* DIRECTIONS FOR THIS TASK: Please rewrite every line of the records below as a numbered list, leaving out blank lines.

___ DATASET RECORDS ___

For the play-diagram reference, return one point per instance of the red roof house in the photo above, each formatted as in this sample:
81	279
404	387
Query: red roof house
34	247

___

* FINAL RESULT:
1. For the play-diagram reference, return one point per instance of the red roof house in the photo above, each formatted as in this sample:
2. 81	279
3. 404	387
4. Query: red roof house
5. 34	247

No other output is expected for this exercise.